_Your goal_.
Reproduce nothing but the closing run of lines: the line with "this form: (577,307)." and each line that follows it to the end of the data.

_Entries_.
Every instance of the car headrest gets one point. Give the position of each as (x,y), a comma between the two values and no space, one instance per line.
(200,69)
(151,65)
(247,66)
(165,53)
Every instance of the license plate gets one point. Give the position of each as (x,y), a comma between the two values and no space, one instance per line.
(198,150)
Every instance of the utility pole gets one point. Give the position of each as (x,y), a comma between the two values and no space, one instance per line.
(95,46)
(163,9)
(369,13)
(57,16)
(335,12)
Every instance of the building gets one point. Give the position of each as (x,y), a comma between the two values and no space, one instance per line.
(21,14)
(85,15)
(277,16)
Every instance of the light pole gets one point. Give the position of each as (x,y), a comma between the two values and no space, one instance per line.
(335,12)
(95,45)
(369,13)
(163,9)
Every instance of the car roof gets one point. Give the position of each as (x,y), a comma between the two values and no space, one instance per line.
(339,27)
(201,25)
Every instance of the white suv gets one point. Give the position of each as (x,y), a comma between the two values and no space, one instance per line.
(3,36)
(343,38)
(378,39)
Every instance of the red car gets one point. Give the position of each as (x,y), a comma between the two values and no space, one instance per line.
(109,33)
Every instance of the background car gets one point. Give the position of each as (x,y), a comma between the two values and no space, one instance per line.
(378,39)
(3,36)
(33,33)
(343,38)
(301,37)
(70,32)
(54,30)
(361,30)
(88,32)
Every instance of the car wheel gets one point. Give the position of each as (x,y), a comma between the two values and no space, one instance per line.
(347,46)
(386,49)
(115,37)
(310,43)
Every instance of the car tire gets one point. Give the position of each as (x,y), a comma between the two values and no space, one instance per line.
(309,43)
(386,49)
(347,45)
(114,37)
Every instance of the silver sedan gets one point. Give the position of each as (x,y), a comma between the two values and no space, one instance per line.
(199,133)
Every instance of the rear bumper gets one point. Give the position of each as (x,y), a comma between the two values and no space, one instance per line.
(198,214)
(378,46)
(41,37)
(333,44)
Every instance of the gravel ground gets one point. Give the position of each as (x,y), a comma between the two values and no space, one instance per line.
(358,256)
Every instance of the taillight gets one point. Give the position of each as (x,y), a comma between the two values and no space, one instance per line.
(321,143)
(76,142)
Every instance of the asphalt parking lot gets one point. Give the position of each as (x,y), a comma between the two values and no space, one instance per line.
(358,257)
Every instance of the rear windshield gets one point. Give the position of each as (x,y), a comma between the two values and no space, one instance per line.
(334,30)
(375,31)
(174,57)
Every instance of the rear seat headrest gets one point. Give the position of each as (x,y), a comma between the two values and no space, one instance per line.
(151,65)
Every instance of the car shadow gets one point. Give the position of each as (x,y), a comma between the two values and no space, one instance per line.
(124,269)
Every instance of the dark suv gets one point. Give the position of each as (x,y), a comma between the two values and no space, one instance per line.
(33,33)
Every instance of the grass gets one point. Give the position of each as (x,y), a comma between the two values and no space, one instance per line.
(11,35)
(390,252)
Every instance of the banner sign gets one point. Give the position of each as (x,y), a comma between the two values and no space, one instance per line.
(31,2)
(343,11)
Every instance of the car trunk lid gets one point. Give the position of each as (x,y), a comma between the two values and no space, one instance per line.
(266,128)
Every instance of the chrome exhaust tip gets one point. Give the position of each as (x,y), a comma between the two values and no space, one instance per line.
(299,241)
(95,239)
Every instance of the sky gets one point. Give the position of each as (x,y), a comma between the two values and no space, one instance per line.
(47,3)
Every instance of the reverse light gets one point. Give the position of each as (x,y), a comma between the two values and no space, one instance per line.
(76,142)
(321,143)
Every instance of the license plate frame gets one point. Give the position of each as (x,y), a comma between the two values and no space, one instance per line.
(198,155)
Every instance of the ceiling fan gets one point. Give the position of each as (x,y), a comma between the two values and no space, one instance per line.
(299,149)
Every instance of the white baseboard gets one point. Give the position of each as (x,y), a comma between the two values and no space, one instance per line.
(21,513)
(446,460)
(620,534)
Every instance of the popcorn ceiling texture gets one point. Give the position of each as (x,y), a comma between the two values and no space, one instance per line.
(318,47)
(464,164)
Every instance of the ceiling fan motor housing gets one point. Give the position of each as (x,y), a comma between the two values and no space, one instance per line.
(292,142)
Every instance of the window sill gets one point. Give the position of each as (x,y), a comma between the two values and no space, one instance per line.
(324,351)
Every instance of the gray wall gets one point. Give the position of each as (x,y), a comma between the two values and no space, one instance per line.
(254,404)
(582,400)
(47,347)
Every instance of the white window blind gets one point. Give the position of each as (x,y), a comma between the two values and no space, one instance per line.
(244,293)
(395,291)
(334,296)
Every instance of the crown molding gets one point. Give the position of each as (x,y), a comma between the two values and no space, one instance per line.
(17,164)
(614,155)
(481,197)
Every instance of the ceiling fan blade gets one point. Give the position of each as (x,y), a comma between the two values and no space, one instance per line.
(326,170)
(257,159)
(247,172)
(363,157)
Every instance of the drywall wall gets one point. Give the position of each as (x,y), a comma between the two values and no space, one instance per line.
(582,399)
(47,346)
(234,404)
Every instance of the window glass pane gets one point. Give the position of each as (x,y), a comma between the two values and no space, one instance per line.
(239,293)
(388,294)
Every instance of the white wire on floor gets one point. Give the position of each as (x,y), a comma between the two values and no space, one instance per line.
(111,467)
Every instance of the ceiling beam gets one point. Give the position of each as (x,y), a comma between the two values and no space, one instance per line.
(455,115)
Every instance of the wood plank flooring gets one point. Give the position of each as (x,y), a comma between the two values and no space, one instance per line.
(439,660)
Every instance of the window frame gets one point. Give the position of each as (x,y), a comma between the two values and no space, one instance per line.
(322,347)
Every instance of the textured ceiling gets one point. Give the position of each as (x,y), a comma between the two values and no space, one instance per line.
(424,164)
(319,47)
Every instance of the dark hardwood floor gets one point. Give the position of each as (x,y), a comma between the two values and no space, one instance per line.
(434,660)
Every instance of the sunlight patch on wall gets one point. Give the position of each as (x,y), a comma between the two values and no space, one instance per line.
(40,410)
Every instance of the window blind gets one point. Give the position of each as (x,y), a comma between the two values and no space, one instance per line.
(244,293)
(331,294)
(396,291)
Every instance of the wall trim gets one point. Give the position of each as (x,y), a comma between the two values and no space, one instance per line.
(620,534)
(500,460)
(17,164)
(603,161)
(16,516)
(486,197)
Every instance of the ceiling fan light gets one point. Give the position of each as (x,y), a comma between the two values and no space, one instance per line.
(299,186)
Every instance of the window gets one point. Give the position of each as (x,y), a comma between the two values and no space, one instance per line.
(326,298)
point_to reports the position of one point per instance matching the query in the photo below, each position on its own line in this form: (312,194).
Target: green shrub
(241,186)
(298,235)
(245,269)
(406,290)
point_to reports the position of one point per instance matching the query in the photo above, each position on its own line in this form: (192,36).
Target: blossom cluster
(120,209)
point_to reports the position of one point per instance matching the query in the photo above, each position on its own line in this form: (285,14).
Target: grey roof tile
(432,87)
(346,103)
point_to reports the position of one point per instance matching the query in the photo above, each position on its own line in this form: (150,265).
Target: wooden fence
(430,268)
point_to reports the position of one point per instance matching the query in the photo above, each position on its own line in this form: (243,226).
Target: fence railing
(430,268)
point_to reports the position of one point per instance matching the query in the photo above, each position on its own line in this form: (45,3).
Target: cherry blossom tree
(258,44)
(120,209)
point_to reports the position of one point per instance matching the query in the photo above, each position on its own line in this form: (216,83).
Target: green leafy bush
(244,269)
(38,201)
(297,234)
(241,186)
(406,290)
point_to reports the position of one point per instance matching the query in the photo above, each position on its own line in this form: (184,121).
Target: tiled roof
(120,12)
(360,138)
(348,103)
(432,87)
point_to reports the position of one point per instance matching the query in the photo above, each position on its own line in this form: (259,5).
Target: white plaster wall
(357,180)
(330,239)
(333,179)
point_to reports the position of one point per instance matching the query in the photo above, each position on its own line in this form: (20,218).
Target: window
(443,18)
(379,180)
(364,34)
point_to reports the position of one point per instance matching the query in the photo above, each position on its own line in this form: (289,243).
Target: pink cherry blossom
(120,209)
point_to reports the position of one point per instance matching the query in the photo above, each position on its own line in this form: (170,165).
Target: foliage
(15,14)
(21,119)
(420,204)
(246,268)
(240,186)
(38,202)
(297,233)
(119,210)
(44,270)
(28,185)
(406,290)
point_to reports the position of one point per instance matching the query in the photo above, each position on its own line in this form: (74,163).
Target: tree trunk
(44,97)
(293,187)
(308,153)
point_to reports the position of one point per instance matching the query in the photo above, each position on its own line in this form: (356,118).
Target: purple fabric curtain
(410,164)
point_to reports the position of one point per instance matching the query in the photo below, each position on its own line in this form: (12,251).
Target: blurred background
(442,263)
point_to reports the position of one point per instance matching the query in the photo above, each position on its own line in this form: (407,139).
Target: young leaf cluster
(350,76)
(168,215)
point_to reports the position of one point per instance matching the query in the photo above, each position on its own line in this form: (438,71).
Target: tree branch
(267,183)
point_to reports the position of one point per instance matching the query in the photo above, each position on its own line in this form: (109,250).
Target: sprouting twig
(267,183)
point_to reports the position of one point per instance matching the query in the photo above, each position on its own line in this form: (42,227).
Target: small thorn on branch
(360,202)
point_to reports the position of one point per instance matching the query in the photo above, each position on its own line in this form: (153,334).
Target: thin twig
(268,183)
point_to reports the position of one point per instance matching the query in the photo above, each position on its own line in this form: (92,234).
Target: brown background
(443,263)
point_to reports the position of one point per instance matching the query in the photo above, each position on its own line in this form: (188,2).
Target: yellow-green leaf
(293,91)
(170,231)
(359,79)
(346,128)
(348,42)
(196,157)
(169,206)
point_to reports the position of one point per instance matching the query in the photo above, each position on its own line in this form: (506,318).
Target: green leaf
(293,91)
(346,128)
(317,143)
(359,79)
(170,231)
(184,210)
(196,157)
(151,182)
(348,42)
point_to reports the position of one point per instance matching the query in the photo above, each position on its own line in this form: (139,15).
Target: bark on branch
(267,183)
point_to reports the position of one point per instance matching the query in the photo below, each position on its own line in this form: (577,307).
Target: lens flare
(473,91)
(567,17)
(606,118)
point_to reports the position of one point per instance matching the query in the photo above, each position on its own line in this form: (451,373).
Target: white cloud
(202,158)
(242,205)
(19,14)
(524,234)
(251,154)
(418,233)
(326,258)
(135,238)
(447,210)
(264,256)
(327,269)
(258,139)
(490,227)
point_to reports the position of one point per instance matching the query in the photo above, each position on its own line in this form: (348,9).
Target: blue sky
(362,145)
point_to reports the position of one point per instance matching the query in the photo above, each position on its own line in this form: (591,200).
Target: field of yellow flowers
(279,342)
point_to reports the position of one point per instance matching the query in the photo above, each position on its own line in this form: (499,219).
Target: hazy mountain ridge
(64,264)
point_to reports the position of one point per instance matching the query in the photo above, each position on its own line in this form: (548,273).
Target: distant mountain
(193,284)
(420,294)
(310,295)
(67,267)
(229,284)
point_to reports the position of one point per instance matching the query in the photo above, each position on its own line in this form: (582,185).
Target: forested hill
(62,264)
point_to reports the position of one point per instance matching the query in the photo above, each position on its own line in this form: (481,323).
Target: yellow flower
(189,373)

_Completed task_.
point_to reports the position of one point per instance matching the query in the photo below, each position on its own line in this form: (577,307).
Target: lens flare
(473,91)
(567,17)
(606,118)
point_to reports the position of one point per instance matching the query in the photo above, each position on its own line in this form: (451,373).
Target: white cloud
(202,158)
(242,205)
(19,14)
(524,234)
(251,154)
(418,233)
(326,258)
(135,238)
(447,210)
(264,256)
(327,269)
(258,139)
(490,227)
point_to reports the position of one point per instance matching the query in the photo above, each position on its own line in this form: (348,9).
Target: blue sky
(362,145)
point_to reports the position of one point per instance matching the query in the photo above, each position on its own line in this form: (591,200).
Target: field of yellow flowers
(279,342)
point_to reports the position of one point per instance matching the query in the photo above, each position on its own line in this form: (499,219).
Target: hazy mountain ridge
(64,264)
point_to reports the position of one point per instance matching the query in the photo above, each position on its own line in this form: (548,273).
Target: distant mountain
(193,284)
(420,294)
(310,295)
(67,267)
(229,284)
point_to reports the position of one point per instance matching the query in the photo above, each position on its own line in this form: (582,185).
Target: forested hill
(62,264)
point_to reports the position of one point per instance matching the query in the photo above, each position on its own line in this form: (481,323).
Target: yellow flower
(189,373)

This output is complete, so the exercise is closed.